# Work to complete
Pull out each line of the items below that contains the string "white", and copy those lines in order.
--- START OF Records supplied ---
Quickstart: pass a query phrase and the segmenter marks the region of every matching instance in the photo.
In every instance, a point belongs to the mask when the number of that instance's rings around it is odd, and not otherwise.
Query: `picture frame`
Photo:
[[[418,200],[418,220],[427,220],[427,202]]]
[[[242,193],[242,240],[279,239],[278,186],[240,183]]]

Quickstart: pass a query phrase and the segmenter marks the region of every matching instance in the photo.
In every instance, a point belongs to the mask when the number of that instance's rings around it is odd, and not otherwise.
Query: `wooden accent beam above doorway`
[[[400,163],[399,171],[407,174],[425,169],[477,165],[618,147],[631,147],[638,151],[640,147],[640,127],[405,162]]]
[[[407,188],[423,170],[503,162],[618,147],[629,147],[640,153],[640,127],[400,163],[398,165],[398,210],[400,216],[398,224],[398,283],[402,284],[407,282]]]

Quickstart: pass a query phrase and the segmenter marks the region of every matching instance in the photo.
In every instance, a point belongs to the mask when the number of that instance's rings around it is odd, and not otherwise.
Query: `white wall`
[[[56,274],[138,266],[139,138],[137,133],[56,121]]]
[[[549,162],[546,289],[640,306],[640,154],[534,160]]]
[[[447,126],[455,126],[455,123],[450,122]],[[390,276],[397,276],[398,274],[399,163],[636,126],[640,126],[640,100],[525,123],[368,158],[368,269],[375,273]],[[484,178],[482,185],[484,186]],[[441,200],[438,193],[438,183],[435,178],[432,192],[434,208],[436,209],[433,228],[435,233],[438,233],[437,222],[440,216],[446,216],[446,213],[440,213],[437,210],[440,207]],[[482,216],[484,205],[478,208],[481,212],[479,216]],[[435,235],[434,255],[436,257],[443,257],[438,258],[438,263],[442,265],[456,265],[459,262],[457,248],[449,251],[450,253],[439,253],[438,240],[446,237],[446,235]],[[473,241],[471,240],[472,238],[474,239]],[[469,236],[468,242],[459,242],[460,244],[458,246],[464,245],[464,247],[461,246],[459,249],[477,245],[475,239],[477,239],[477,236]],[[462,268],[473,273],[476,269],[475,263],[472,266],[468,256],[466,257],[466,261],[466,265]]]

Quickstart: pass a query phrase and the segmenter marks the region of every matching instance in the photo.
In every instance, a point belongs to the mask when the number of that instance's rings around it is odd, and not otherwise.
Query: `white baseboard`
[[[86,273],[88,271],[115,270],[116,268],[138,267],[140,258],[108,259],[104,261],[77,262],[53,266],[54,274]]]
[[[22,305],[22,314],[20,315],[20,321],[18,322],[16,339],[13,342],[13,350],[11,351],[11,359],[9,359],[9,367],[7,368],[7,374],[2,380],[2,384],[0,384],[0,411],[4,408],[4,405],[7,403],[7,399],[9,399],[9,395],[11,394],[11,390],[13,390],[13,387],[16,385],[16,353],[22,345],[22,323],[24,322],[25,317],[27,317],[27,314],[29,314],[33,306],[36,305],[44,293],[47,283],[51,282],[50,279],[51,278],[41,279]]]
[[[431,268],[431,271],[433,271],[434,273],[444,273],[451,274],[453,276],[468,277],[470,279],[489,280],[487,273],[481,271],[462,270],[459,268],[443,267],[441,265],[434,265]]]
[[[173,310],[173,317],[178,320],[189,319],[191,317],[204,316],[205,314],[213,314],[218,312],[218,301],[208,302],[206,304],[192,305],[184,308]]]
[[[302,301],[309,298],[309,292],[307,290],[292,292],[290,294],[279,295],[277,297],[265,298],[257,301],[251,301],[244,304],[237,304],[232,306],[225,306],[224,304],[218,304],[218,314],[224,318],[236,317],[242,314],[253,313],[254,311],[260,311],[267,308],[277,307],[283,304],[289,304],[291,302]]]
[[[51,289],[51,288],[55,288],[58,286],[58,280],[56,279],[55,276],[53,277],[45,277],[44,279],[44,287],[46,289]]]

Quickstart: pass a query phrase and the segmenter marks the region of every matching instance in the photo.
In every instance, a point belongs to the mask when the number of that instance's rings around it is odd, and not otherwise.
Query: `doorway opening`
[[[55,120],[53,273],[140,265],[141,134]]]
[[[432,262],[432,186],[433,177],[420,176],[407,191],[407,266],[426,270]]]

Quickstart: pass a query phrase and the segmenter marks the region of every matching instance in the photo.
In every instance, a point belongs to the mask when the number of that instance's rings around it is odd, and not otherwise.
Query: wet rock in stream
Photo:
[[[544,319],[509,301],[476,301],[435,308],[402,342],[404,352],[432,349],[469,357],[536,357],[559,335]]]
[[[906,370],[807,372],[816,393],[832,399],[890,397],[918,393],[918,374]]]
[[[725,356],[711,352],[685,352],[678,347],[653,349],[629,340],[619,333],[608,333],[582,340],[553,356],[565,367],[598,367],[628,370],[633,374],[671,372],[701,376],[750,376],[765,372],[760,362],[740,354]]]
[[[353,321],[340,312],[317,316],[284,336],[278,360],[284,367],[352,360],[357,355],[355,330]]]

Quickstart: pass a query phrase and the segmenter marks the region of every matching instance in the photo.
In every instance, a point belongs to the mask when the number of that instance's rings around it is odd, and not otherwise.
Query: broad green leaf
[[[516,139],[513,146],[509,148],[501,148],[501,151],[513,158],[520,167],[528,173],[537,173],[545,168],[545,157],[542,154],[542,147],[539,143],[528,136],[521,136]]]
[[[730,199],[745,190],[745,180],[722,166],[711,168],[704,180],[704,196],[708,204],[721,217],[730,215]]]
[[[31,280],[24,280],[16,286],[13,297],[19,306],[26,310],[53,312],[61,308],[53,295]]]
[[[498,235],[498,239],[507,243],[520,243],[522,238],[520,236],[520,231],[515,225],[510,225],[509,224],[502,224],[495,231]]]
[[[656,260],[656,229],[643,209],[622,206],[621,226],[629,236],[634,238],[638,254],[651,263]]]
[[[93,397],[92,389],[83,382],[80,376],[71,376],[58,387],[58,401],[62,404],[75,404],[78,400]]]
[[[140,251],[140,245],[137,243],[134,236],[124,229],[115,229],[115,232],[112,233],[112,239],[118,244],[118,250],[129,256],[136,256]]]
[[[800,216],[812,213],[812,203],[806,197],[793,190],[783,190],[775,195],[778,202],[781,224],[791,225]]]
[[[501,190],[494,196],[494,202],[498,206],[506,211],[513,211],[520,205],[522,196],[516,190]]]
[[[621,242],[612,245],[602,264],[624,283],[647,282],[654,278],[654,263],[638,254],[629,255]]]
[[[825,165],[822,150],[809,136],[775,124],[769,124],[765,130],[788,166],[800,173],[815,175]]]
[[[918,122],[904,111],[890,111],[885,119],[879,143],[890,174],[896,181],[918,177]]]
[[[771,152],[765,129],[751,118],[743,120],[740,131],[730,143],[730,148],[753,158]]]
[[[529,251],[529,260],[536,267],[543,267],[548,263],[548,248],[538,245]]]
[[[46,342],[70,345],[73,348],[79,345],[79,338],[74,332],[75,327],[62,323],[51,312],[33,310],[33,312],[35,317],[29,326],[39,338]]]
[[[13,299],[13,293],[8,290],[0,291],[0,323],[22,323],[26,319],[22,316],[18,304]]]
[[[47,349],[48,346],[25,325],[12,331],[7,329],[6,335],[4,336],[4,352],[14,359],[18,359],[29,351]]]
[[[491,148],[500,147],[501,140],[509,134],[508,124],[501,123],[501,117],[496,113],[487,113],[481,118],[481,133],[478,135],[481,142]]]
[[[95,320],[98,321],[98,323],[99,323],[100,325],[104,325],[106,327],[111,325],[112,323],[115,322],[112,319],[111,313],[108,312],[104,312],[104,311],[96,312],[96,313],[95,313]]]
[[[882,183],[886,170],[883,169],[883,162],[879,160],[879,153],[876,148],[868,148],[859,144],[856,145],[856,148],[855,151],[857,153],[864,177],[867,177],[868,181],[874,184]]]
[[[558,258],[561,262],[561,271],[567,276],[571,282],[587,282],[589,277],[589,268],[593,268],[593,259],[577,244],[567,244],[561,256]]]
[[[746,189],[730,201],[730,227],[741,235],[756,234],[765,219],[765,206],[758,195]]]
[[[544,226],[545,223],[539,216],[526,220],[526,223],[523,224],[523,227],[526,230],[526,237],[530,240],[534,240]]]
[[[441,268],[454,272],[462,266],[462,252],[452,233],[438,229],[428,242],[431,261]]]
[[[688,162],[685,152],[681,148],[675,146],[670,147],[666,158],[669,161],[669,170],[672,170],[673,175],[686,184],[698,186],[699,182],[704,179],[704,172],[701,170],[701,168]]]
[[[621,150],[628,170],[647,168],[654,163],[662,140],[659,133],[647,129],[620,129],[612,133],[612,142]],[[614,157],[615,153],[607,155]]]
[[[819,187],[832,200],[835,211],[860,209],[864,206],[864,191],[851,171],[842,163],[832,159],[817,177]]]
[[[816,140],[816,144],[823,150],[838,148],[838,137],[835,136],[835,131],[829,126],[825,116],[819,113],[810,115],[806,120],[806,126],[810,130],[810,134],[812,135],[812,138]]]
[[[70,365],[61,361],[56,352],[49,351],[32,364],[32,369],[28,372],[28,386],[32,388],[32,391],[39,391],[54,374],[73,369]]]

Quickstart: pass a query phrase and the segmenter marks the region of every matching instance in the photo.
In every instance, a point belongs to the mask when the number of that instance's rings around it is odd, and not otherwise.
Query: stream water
--- END OF Records supplied ---
--- START OF Records supplied ---
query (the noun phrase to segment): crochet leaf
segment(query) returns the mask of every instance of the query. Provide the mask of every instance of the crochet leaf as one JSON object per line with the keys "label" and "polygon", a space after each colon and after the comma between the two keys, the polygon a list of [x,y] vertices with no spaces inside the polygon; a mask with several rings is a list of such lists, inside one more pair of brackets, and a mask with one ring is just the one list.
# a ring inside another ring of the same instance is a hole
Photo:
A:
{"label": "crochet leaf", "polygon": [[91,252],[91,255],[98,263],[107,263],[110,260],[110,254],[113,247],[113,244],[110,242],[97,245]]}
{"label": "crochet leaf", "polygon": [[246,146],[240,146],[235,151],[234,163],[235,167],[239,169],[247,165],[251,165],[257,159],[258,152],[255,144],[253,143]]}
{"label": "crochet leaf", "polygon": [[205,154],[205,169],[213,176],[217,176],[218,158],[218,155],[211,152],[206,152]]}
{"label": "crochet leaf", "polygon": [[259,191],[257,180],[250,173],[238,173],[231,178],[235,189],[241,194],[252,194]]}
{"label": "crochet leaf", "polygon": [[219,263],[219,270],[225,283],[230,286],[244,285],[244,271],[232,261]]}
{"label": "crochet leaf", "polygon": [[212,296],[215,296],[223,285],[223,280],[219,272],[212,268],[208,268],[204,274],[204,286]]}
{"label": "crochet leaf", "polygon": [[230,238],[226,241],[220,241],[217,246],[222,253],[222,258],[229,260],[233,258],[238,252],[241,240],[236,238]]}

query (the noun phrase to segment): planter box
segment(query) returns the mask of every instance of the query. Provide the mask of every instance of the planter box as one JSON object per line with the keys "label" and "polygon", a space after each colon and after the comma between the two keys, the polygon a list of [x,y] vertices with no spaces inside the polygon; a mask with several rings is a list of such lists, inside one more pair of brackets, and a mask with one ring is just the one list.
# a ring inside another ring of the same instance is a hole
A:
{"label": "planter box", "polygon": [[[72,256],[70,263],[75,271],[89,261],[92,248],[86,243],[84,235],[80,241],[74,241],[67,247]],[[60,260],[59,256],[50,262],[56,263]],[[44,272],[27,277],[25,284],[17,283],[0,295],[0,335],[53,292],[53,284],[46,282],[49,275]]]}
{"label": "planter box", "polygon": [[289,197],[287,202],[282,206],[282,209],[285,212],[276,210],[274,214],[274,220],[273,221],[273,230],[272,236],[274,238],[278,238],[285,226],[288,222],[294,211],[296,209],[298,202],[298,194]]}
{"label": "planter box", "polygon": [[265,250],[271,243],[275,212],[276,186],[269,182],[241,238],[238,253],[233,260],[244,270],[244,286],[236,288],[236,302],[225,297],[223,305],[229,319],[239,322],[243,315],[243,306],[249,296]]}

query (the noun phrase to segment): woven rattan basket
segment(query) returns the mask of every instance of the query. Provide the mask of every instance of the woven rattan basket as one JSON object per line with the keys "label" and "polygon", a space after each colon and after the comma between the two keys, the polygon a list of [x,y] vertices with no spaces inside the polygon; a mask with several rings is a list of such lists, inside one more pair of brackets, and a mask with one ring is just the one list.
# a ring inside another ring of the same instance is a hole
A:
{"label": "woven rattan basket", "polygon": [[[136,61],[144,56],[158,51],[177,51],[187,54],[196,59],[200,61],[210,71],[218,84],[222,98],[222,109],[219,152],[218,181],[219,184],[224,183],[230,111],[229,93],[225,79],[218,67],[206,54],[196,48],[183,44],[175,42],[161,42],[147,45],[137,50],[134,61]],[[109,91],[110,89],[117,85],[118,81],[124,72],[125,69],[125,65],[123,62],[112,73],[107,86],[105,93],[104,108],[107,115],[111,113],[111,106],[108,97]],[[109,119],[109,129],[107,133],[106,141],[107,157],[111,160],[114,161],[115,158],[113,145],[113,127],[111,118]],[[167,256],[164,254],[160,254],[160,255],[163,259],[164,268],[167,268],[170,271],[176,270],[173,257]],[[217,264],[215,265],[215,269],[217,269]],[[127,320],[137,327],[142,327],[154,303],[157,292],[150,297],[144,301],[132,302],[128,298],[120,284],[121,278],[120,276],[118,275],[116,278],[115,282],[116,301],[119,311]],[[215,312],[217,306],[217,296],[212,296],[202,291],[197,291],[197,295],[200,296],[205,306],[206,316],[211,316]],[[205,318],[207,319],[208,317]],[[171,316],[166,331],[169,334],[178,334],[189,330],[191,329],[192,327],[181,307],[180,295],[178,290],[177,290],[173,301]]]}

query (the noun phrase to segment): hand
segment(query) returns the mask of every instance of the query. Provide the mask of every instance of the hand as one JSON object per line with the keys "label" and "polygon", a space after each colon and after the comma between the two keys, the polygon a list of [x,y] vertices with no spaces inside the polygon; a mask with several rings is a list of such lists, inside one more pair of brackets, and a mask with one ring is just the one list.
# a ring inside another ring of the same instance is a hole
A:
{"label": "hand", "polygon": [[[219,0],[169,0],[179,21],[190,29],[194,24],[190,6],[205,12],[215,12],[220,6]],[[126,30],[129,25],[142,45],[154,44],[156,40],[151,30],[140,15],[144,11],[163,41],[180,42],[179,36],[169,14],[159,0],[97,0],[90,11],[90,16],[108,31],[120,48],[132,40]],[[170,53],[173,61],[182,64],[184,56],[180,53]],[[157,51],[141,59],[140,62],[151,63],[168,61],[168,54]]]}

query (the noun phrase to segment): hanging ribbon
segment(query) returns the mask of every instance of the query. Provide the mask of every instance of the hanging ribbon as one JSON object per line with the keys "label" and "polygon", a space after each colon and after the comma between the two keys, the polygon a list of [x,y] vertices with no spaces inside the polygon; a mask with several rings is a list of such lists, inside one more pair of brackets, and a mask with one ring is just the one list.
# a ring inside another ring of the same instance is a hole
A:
--- END OF Records supplied ---
--- START OF Records supplied ---
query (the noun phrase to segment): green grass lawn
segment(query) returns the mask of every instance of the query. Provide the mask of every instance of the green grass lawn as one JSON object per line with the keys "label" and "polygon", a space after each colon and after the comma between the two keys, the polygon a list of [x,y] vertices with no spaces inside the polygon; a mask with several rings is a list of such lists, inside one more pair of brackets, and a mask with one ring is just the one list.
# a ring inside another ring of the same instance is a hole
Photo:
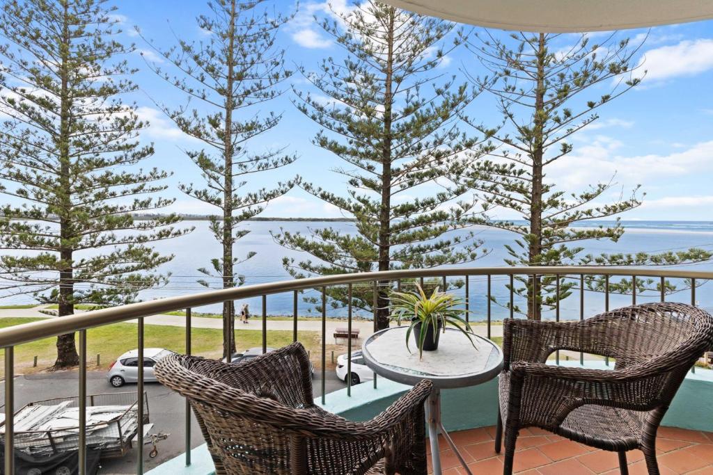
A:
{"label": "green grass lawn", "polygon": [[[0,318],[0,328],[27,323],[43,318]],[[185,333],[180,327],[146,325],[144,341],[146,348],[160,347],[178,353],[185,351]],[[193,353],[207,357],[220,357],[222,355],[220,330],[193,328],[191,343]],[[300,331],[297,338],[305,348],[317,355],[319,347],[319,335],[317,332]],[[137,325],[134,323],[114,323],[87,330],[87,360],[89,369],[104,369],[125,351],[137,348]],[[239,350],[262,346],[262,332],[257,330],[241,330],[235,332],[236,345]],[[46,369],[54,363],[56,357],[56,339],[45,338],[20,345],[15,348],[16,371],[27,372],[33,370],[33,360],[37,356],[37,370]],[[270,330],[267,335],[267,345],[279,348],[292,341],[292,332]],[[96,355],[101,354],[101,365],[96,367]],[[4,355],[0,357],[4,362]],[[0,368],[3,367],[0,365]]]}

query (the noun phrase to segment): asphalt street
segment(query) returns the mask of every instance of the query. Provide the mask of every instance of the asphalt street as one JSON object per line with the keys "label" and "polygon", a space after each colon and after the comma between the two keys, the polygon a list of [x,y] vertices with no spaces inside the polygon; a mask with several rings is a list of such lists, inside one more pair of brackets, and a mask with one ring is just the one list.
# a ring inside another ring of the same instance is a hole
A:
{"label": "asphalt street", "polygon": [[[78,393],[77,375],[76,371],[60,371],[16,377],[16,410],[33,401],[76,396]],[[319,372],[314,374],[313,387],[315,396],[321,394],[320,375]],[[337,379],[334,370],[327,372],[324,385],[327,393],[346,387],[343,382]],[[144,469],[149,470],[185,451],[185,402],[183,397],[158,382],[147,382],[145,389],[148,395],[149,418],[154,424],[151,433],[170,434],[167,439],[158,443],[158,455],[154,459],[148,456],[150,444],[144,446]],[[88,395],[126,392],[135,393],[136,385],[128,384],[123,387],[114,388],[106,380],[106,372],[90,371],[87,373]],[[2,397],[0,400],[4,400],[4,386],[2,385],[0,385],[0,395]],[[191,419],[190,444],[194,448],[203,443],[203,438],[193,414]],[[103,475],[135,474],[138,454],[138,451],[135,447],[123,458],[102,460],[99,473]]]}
--- END OF Records supplied ---
# Solution to this problem
Query: `white wall`
Query: `white baseboard`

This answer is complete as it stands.